§ **REQUIRED TASKS**:
1) Check each statement against the contract excerpt and answer yes or no, quoting the exact words that decide it. (a) Company may assign its rights without the Purchaser's consent. (b) The headings have no effect on how the agreement is construed. (c) The Purchasers commit to giving Company more financing.
2) Go on writing the contract excerpt, starting right after its last sentence.

====== SOURCE EXCERPT

6.7 Binding Effects; Assignment. This Agreement shall be binding upon, and inure to the benefit of, each Purchaser, Company and their respective successors, assigns, representatives and heirs. Company shall not assign any of its rights nor delegate any of its obligations under Documents without the prior written consent of such Purchaser. The Purchaser may delegate any of its obligations under the Documents without the prior written consent of Company and may assign any of its rights hereunder, and/or in any of the other Documents, subject only to compliance with the federal securities laws.

 

6.8 Headings. Captions contained in this Agreement are inserted only as a matter of convenience and in no way define, limit or extend the scope or intent of this Agreement or any provision of this Agreement and shall not affect the construction of this Agreement.

 

6.9 Entire Agreement. This Agreement, together with the other Documents, contains the entire agreement between the parties hereto with respect to the transactions contemplated herein and therein and supersedes all prior representations, agreements, covenants and understandings, whether oral or written, related to the subject matter of this Agreement and the other Documents. The Purchasers make no covenants to Company, including, but not limited to, any commitments to provide any additional financing to Company.

 

6.10 GOVERNING LAW. THIS AGREEMENT AND THE RIGHTS AND OBLIGATIONS OF THE PARTIES UNDER THIS AGREEMENT SHALL BE GOVERNED BY, AND CONSTRUED AND INTERPRETED EXCLUSIVELY IN ACCORDANCE WITH, THE LAW OF THE STATE OF NEW YORK WITHOUT GIVING EFFECT TO ANY CONFLICT OF LAWS.

============
====== INFORMATION GIVEN

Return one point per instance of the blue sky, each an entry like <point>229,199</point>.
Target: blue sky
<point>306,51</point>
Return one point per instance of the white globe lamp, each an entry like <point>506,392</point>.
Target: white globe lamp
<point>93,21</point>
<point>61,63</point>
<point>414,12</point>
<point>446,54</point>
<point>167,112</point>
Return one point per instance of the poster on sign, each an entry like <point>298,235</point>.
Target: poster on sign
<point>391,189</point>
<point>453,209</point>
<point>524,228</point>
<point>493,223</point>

============
====== INFORMATION GIVEN

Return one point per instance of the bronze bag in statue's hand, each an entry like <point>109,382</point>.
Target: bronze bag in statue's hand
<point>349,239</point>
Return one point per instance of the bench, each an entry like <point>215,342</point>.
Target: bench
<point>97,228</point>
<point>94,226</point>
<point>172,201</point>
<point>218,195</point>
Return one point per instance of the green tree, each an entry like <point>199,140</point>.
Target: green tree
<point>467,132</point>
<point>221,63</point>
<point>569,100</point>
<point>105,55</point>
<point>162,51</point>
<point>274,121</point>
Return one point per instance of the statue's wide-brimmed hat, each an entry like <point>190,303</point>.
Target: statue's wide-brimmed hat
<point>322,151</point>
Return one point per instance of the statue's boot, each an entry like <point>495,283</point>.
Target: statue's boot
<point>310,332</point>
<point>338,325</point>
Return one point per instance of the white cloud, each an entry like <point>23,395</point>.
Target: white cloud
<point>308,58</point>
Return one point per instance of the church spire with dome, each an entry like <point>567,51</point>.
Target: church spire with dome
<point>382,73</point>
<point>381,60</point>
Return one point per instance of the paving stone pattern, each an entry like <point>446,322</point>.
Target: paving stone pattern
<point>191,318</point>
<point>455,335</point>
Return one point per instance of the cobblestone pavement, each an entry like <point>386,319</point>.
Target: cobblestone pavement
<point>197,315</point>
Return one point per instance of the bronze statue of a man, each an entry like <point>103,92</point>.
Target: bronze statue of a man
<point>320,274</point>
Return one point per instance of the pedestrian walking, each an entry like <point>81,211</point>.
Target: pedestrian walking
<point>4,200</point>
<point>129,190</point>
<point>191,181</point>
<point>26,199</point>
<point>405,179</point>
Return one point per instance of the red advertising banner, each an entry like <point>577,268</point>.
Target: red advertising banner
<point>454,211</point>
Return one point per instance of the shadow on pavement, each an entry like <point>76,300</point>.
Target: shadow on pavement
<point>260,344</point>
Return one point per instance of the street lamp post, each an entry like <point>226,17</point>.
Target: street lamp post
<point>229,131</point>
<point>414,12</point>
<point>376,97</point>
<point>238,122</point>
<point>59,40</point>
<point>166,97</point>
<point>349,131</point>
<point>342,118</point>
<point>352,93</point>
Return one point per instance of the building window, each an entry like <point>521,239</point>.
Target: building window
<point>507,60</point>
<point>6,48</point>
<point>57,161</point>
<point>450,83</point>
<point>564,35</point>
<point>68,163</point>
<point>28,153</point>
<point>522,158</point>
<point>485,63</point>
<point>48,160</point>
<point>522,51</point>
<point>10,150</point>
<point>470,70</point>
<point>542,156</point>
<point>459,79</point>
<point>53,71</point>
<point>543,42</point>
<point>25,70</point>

============

§ **TASK-BY-TASK RESULTS**:
1)
(a) No: "Company shall not assign any of its rights nor delegate any of its obligations under Documents without the prior written consent of such Purchaser."
(b) Yes: "shall not affect the construction of this Agreement"
(c) No: "The Purchasers make no covenants to Company, including, but not limited to, any commitments to provide any additional financing to Company."

2)
 

6.11 Severability Of Provisions. Any provision of this Agreement that is prohibited or unenforceable in any jurisdiction shall, as to such jurisdiction, be ineffective only to the extent of such prohibition or unenforceability without invalidating the remaining provisions of this Agreement or affecting the validity or enforceability of such provision in any other jurisdiction.

 

6.12 Conflict. In the event of any conflict between this Agreement and any of the other Documents, the terms and provisions of the Documents so chosen by the Purchasers shall govern and control.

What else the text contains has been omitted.